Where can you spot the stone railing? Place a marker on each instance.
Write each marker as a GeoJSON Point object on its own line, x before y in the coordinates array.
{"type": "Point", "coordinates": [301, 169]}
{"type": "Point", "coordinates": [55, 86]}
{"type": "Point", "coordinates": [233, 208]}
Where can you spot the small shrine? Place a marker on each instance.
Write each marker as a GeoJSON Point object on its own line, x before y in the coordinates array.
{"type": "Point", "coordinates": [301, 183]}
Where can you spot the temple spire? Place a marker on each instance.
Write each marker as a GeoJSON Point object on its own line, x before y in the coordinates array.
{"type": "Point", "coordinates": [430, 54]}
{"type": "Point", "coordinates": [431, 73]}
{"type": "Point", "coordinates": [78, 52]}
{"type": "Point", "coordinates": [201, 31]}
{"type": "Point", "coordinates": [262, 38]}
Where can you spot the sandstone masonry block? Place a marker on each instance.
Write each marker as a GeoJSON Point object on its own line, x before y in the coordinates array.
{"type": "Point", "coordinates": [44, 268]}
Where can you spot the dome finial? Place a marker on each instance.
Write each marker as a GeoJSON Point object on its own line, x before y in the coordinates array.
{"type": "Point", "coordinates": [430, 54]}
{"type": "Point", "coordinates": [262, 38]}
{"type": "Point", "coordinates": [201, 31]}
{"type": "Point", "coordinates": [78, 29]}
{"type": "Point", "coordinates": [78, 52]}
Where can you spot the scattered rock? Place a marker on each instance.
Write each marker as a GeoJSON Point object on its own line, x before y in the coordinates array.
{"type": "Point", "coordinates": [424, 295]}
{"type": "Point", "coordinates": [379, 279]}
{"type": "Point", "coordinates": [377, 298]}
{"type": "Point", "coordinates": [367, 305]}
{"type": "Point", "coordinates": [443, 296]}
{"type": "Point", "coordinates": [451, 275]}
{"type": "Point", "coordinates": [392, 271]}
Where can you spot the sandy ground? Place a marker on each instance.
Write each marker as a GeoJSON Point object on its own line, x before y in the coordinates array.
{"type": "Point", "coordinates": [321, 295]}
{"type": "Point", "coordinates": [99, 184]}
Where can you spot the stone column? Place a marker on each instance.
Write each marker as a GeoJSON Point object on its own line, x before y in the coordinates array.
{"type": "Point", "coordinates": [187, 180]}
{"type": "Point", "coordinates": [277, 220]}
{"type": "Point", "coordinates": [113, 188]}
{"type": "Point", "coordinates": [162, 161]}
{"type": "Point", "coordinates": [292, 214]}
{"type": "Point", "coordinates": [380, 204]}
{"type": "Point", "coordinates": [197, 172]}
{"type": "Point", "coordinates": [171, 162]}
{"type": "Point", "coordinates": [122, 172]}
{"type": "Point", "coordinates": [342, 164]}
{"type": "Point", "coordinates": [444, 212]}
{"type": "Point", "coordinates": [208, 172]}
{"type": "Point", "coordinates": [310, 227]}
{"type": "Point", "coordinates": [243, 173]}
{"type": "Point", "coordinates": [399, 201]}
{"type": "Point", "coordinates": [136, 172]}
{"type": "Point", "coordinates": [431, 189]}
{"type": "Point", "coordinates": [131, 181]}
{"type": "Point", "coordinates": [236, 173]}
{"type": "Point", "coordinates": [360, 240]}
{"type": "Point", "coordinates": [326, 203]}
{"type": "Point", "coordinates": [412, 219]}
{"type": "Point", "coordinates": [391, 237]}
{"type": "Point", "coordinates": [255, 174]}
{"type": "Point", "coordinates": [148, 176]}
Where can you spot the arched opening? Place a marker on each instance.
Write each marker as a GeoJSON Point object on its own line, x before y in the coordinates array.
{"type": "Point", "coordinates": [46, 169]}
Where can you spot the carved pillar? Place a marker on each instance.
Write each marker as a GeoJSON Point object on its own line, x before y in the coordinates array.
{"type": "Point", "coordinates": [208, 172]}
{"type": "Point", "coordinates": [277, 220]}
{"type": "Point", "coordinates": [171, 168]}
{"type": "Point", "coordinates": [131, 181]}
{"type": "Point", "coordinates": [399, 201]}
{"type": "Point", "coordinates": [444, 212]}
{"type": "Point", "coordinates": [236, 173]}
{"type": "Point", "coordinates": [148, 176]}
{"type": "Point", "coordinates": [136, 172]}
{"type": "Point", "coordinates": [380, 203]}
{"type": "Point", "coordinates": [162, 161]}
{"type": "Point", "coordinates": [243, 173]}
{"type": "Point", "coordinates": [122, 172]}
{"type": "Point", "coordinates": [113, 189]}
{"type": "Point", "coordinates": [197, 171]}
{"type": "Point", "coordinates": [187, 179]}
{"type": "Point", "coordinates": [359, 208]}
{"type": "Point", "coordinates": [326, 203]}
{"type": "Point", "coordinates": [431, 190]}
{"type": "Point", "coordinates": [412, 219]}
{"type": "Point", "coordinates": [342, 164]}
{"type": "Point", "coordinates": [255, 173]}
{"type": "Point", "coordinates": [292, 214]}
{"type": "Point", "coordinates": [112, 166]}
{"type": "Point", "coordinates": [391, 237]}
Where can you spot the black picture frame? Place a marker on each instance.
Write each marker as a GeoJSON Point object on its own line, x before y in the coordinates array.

───

| Exercise aim |
The answer must be a verbatim transcription of the entries above, from the first line through the line that contains "Where can you spot the small", and nothing more.

| Exercise output |
Where can you spot the stone railing? Place a marker on each instance.
Write each marker as a GeoJSON Point object on its own line, x before y in the coordinates array.
{"type": "Point", "coordinates": [301, 169]}
{"type": "Point", "coordinates": [55, 86]}
{"type": "Point", "coordinates": [233, 208]}
Where can you spot the small shrine? Place a marker on each instance.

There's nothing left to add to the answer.